* Your instructions
Render this sentence from the interview below in Spanish: "Kirk Smithhart is a great guitar player who I had been wanting to work with but never got a chance to."

* Passage to read
------------
CD: It was a different story for every guy. Kirk Smithhart is a great guitar player who I had been wanting to work with but never got a chance to. He was cool enough to agree to do this band and we’re just having a great time. He brought in the drummer (Ed) “Hot” Cleveland and that’s when I moved to guitar. And that was so far for me because it’s just a whole new different look and perspective. Then Daniel Coburn, the singer, he was really the key piece of the puzzle to make it all work.

AJ: I was going to ask you about that. In the press releases, or at least in my memory, Hill Country Revue is your band, but with Daniel doing the front man duties. How’s that working out for you?

CD: It’s wonderful, man. We just get to concentrate on the music while he has the vocals covered. Artistically it’s great because we get to come up with grooves and he does the vocals. His lyrics are real cool and he’s a great singer.
------------
* Recorded data

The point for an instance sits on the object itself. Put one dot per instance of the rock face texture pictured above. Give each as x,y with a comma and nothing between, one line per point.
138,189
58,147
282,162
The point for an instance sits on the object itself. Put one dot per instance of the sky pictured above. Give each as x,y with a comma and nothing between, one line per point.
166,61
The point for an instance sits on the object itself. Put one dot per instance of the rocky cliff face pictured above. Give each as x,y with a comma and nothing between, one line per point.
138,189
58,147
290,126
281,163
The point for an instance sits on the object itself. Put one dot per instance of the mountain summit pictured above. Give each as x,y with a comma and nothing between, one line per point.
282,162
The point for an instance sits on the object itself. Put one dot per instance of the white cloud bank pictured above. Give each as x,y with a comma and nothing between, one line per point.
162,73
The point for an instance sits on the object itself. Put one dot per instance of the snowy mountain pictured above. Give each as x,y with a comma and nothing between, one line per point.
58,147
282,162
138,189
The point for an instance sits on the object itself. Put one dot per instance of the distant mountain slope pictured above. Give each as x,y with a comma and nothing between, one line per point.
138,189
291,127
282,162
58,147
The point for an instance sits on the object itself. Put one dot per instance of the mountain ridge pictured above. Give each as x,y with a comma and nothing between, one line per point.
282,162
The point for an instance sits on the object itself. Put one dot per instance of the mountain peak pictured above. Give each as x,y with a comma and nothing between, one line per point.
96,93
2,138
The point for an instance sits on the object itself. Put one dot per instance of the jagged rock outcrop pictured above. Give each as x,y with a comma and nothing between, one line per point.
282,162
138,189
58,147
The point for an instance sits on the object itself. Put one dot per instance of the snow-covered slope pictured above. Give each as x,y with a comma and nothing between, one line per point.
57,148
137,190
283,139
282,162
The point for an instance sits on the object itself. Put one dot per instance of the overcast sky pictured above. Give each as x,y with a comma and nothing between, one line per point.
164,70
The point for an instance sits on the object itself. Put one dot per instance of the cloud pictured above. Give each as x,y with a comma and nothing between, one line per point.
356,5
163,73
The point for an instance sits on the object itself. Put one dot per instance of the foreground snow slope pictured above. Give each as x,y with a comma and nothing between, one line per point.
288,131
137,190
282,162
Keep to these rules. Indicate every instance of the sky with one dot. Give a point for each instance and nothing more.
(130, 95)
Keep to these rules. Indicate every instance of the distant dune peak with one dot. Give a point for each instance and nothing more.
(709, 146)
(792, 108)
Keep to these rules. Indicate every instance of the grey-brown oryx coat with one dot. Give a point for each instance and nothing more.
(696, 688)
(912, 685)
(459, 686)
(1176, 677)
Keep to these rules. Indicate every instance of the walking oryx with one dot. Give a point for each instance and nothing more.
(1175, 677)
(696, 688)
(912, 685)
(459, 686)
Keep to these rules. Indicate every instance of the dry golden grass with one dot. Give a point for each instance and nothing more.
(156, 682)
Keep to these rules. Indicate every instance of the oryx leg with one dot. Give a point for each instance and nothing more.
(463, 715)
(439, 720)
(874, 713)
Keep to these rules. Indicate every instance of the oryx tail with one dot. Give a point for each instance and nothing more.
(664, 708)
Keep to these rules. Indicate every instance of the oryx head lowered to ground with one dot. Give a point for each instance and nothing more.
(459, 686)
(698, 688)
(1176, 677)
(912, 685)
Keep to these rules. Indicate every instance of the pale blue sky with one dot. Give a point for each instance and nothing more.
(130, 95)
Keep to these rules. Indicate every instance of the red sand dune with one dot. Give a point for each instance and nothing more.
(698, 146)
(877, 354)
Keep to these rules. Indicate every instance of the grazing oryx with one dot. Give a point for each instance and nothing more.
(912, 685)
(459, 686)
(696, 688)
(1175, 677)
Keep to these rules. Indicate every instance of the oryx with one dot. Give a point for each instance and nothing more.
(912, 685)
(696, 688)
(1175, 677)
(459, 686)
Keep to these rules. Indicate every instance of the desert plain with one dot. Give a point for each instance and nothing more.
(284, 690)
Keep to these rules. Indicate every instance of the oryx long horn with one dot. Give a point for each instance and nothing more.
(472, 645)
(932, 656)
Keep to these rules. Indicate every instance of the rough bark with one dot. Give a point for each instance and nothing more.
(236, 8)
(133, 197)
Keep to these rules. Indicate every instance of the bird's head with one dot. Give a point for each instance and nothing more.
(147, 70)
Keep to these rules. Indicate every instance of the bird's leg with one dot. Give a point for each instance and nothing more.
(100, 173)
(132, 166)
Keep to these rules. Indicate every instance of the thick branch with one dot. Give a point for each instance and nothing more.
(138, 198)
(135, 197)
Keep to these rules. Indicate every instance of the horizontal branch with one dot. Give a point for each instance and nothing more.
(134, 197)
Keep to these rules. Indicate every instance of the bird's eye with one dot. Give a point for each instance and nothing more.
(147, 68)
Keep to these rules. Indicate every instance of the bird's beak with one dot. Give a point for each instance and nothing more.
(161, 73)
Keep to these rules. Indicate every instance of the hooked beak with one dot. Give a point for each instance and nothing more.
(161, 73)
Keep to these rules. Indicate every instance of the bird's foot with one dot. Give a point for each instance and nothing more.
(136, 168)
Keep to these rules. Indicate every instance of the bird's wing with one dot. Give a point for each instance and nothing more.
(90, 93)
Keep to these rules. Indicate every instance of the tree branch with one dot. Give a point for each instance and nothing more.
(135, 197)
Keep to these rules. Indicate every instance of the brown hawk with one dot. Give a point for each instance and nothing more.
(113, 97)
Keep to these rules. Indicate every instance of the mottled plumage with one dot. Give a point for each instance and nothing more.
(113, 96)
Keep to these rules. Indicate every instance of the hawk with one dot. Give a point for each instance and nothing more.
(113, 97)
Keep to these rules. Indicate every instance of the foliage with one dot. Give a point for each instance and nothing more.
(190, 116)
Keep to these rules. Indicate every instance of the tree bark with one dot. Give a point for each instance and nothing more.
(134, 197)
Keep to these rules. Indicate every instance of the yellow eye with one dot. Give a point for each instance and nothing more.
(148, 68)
------------
* The result
Kirk Smithhart es un gran guitarrista con quien había querido trabajar, pero nunca tuve la oportunidad.